Natural-language object grounding data
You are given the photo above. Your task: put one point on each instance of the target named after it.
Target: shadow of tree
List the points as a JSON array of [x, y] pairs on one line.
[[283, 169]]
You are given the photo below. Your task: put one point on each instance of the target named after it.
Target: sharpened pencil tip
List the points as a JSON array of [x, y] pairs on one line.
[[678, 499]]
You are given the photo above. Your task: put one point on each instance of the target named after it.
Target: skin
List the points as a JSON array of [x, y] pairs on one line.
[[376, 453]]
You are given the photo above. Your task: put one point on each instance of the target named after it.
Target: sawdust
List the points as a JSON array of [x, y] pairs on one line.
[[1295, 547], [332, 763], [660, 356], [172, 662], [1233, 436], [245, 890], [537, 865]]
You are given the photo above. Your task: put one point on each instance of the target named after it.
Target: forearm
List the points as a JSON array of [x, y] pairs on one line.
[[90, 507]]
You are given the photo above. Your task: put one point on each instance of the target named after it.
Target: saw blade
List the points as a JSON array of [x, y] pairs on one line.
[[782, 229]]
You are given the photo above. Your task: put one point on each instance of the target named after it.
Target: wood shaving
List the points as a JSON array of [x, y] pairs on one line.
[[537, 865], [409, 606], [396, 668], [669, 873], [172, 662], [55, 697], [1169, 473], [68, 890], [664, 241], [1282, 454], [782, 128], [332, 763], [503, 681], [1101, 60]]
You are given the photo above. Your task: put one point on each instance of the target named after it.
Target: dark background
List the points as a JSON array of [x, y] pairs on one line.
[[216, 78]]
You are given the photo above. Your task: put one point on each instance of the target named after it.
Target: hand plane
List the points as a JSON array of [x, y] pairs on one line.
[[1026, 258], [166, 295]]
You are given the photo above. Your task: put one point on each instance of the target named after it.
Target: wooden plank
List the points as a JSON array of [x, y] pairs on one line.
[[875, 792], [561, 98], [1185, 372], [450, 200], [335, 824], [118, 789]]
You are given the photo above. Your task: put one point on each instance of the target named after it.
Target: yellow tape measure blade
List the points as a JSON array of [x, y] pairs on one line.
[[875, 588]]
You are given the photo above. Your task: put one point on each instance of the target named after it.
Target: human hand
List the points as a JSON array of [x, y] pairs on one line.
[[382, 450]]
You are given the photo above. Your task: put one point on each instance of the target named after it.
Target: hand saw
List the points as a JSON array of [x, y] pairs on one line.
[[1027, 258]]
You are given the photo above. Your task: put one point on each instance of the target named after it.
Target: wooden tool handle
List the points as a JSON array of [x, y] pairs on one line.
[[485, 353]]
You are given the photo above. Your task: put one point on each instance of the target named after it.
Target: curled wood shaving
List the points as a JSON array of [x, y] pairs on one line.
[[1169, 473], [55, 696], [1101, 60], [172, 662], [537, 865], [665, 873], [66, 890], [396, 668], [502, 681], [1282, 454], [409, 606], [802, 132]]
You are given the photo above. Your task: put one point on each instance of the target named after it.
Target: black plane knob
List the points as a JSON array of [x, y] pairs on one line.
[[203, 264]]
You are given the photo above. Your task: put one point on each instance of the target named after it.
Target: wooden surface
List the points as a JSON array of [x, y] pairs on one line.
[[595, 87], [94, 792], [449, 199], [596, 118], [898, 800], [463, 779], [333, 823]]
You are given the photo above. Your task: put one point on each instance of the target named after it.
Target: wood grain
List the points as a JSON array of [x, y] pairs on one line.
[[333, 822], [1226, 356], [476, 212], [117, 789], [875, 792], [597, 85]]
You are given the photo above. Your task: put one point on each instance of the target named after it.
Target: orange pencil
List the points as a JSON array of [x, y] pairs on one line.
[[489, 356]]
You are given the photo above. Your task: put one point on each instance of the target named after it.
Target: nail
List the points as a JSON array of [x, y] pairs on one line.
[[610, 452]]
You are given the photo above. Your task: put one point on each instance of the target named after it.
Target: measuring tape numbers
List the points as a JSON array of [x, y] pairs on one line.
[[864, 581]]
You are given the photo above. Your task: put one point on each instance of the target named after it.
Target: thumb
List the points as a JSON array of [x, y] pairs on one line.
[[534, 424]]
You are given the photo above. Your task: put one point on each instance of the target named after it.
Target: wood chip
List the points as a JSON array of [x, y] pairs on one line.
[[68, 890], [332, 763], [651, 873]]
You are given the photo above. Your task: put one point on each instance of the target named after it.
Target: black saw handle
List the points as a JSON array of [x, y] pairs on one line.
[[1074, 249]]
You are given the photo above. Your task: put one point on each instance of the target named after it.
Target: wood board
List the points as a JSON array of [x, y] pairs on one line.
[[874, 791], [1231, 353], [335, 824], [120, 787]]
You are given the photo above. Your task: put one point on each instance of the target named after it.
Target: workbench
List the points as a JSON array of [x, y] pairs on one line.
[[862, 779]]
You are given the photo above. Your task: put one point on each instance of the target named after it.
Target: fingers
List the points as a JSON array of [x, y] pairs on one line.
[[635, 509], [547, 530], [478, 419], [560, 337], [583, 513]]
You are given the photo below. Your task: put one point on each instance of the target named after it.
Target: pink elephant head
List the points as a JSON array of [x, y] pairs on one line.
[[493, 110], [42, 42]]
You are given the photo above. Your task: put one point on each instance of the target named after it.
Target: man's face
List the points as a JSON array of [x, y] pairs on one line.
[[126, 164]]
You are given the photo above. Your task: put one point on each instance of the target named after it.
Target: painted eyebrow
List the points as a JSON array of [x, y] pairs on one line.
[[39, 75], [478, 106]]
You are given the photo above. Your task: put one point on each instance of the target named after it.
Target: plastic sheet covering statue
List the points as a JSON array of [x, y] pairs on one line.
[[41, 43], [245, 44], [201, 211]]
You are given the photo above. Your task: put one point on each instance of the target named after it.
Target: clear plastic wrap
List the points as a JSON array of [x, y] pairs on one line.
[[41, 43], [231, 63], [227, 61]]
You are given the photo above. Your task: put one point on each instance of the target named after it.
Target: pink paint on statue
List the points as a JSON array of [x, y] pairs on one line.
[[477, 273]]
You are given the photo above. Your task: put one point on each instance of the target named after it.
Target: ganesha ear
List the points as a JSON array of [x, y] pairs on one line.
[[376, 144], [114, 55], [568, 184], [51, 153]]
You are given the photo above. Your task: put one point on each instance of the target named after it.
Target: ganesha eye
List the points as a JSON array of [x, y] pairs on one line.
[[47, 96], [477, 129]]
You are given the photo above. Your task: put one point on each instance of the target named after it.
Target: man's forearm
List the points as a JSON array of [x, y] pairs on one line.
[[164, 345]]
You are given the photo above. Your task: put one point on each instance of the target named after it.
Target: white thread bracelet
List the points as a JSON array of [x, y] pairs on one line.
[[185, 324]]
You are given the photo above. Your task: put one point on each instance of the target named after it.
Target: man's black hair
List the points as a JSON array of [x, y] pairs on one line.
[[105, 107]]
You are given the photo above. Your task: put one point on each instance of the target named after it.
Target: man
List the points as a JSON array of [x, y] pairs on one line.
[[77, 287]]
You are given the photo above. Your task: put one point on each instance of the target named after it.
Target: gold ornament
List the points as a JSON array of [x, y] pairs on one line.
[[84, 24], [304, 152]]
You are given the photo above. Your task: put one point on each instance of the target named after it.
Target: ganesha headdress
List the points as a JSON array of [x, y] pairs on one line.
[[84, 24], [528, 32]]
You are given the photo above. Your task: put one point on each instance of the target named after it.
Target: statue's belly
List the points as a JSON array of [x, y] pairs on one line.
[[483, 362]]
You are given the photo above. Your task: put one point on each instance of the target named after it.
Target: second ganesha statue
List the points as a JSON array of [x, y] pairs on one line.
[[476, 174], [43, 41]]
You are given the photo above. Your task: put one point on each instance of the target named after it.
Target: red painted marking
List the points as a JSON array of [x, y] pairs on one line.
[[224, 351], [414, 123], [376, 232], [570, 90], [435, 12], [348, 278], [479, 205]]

# The problem
Lines, not occurrences, are what count: report how many lines of the records above include the word "black", and nothing else.

# Answer section
3